_Requirement_:
Write out the material from the line that contains "Ground mitten. Output" through its final line as a numbered list, leaving out any blank lines.

Dataset material
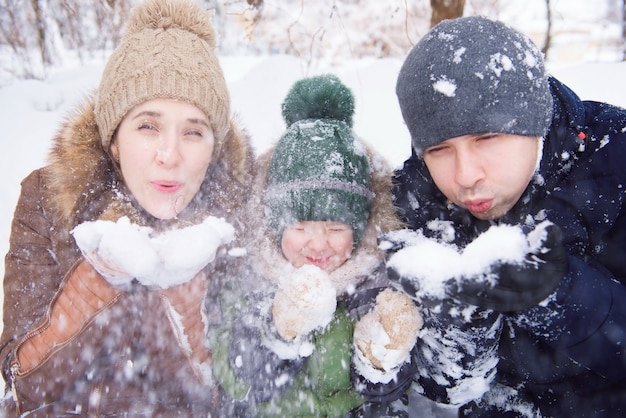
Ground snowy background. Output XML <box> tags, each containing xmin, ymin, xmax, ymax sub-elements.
<box><xmin>0</xmin><ymin>0</ymin><xmax>626</xmax><ymax>402</ymax></box>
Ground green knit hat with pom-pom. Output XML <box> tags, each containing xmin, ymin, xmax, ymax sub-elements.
<box><xmin>265</xmin><ymin>74</ymin><xmax>373</xmax><ymax>248</ymax></box>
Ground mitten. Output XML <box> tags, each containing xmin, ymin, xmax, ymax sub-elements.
<box><xmin>353</xmin><ymin>289</ymin><xmax>422</xmax><ymax>371</ymax></box>
<box><xmin>272</xmin><ymin>265</ymin><xmax>337</xmax><ymax>340</ymax></box>
<box><xmin>451</xmin><ymin>222</ymin><xmax>568</xmax><ymax>312</ymax></box>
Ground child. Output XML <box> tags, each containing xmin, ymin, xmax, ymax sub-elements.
<box><xmin>214</xmin><ymin>75</ymin><xmax>421</xmax><ymax>416</ymax></box>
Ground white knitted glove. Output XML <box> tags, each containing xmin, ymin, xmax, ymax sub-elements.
<box><xmin>72</xmin><ymin>217</ymin><xmax>152</xmax><ymax>288</ymax></box>
<box><xmin>72</xmin><ymin>216</ymin><xmax>235</xmax><ymax>289</ymax></box>
<box><xmin>354</xmin><ymin>289</ymin><xmax>422</xmax><ymax>371</ymax></box>
<box><xmin>272</xmin><ymin>265</ymin><xmax>337</xmax><ymax>340</ymax></box>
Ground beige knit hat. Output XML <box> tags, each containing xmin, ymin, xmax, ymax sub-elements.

_Finished task_:
1. Ground mitten. Output XML <box> tags, each containing xmin, ymin, xmax, ymax sub-elements.
2. <box><xmin>353</xmin><ymin>289</ymin><xmax>422</xmax><ymax>371</ymax></box>
3. <box><xmin>272</xmin><ymin>265</ymin><xmax>337</xmax><ymax>340</ymax></box>
4. <box><xmin>451</xmin><ymin>222</ymin><xmax>568</xmax><ymax>312</ymax></box>
5. Ground child. Output XML <box> tags, each containing xmin, ymin, xmax, ymax sub-elements.
6. <box><xmin>214</xmin><ymin>75</ymin><xmax>421</xmax><ymax>416</ymax></box>
7. Ground white knitted glove. Output XML <box> tags, each containing xmin, ymin, xmax, ymax sub-elements.
8. <box><xmin>72</xmin><ymin>217</ymin><xmax>152</xmax><ymax>288</ymax></box>
9. <box><xmin>72</xmin><ymin>216</ymin><xmax>235</xmax><ymax>289</ymax></box>
10. <box><xmin>354</xmin><ymin>289</ymin><xmax>422</xmax><ymax>371</ymax></box>
11. <box><xmin>272</xmin><ymin>265</ymin><xmax>337</xmax><ymax>340</ymax></box>
12. Ground beige knit hat. Output XML <box> tags, each containing xmin, ymin, xmax, ymax sub-elements.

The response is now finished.